- What you will do:
Begin at the line containing "For the sports highlight reel, tag every ripple" and copy each line exactly through the end of the records, leaving out what comes before.

- Provided data:
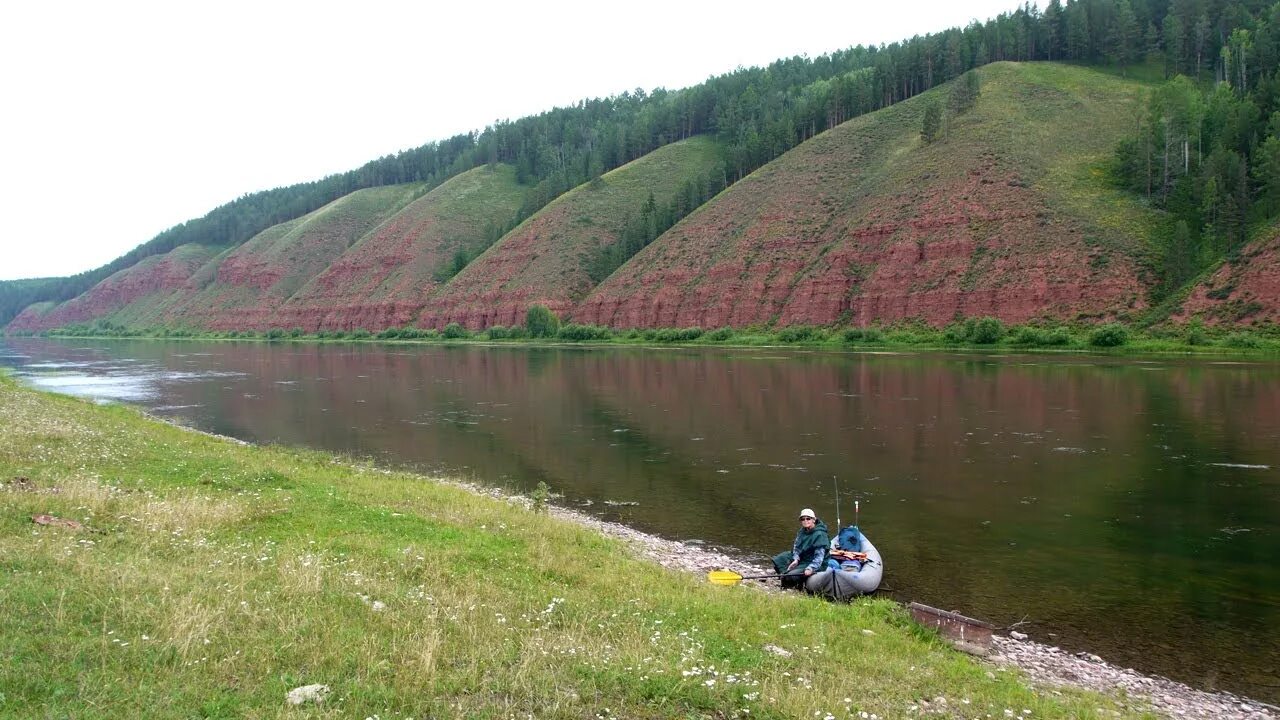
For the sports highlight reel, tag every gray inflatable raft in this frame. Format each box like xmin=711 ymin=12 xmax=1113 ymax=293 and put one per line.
xmin=803 ymin=531 xmax=883 ymax=600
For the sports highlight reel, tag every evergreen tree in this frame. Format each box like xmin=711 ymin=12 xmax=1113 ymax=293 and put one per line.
xmin=1066 ymin=1 xmax=1092 ymax=60
xmin=921 ymin=102 xmax=943 ymax=143
xmin=1108 ymin=0 xmax=1140 ymax=68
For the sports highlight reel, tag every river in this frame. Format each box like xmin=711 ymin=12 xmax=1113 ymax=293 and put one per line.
xmin=2 ymin=337 xmax=1277 ymax=702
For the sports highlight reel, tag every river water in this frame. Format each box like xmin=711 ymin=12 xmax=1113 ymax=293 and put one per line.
xmin=2 ymin=337 xmax=1277 ymax=701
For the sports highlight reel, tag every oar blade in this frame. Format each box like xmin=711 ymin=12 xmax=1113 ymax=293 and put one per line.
xmin=707 ymin=569 xmax=744 ymax=586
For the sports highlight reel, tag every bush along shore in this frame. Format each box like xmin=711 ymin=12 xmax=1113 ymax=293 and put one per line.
xmin=0 ymin=375 xmax=1197 ymax=720
xmin=13 ymin=308 xmax=1280 ymax=356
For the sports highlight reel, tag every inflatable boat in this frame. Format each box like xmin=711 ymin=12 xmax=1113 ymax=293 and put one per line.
xmin=802 ymin=528 xmax=883 ymax=600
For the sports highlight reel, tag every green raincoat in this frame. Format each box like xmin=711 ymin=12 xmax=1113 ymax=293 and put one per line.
xmin=772 ymin=518 xmax=830 ymax=575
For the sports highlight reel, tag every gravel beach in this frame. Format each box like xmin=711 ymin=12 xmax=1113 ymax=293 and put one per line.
xmin=544 ymin=498 xmax=1278 ymax=720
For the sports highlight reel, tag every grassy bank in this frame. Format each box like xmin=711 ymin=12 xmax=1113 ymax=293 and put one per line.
xmin=0 ymin=377 xmax=1156 ymax=719
xmin=19 ymin=314 xmax=1280 ymax=357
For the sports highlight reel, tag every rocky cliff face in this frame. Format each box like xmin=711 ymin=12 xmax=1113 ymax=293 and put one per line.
xmin=575 ymin=64 xmax=1148 ymax=329
xmin=1179 ymin=234 xmax=1280 ymax=325
xmin=6 ymin=246 xmax=217 ymax=332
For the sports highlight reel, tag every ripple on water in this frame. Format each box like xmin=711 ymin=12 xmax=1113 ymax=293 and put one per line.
xmin=1209 ymin=462 xmax=1271 ymax=470
xmin=26 ymin=374 xmax=154 ymax=401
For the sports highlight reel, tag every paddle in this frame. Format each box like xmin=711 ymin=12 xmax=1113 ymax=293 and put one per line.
xmin=707 ymin=569 xmax=789 ymax=586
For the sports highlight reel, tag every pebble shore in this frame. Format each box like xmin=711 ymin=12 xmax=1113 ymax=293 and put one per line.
xmin=545 ymin=500 xmax=1278 ymax=720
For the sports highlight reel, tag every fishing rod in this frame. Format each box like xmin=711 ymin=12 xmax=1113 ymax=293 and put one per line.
xmin=833 ymin=475 xmax=841 ymax=528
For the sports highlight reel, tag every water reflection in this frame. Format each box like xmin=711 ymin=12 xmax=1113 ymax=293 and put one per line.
xmin=2 ymin=338 xmax=1277 ymax=700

- Your response:
For the sports highlight reel, tag every ripple on water in this frame. Format each box like xmin=711 ymin=12 xmax=1113 ymax=293 and put one per line.
xmin=1209 ymin=462 xmax=1271 ymax=470
xmin=26 ymin=374 xmax=154 ymax=401
For the sports highlight reel, tag every paddle in this frame. Format each box like xmin=711 ymin=12 xmax=1113 ymax=293 and put one per line.
xmin=707 ymin=569 xmax=789 ymax=586
For the sports highlight reel, tag every pebble shore in this frame. Format each box like xmin=711 ymin=12 xmax=1113 ymax=293 and put one per line.
xmin=545 ymin=500 xmax=1278 ymax=720
For the sports highlight reel, tag every fishing rod in this frame. Format each box like xmin=711 ymin=12 xmax=1113 ymax=293 and put one per line.
xmin=833 ymin=475 xmax=841 ymax=528
For the sports highlight reel, tag every water reflection in this frame. Format each box like xmin=711 ymin=12 xmax=1113 ymax=293 and put one per line.
xmin=2 ymin=338 xmax=1277 ymax=700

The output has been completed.